* _作成する内容_
カスタマーサクセスの記事のうち、「これからカスタマーサクセスに携わる方へ 〜よくいただく質問をまとめました〜」を含む語句で始まり「待していることは何ですか?」」で終わる部分を、一字一句変えずに書き写す。

* _提供文章_
▶

これからカスタマーサクセスに携わる方へ 〜よくいただく質問をまとめました〜
こんにちは、freeeでカスタマーサクセスをしている小畑(@k0suke)です。
この記事はカスタマーサクセス入門者の方向けに、私がビザスクなどでよくいただく質問を紹介します。
これからカスタマーサクセスチームを立ち上げる方、サクセス領域での新規事業を検討中の方はぜひご覧ください。最後に、おすすめの他の情報源を紹介します。
質問0、逆質問「今、あなたの会社がサクセスチームにもっとも期待していることは何ですか?」
いきなり脱線しますが、いつも質問いただく前に逆質問をしています。
それがこの質問です。
SaaS企業の場合、会社のフェーズによってフォーカスすべき指標が変化していきます。
・ユーザー数
・Gross ARR
・単価(ARPU:Average Revenue Per User)
・Net ARR/Net Retention
・生産性
これに沿って、当然サクセスチームへの期待、ミッションも変わるはず。アップセル/クロスセルなのか、Churnなのか、サクセスの生産性をあげてほしいのか・・・しっかり経営側と目線を合わせてサクセスチームのミッションを決めましょう。

◀

* _提供データ_
▶

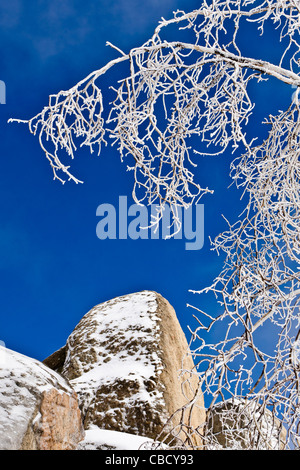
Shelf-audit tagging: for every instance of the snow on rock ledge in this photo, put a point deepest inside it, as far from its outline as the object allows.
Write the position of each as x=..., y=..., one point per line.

◀

* _この問題の解答_
これからカスタマーサクセスに携わる方へ 〜よくいただく質問をまとめました〜
こんにちは、freeeでカスタマーサクセスをしている小畑(@k0suke)です。
この記事はカスタマーサクセス入門者の方向けに、私がビザスクなどでよくいただく質問を紹介します。
これからカスタマーサクセスチームを立ち上げる方、サクセス領域での新規事業を検討中の方はぜひご覧ください。最後に、おすすめの他の情報源を紹介します。
質問0、逆質問「今、あなたの会社がサクセスチームにもっとも期待していることは何ですか?」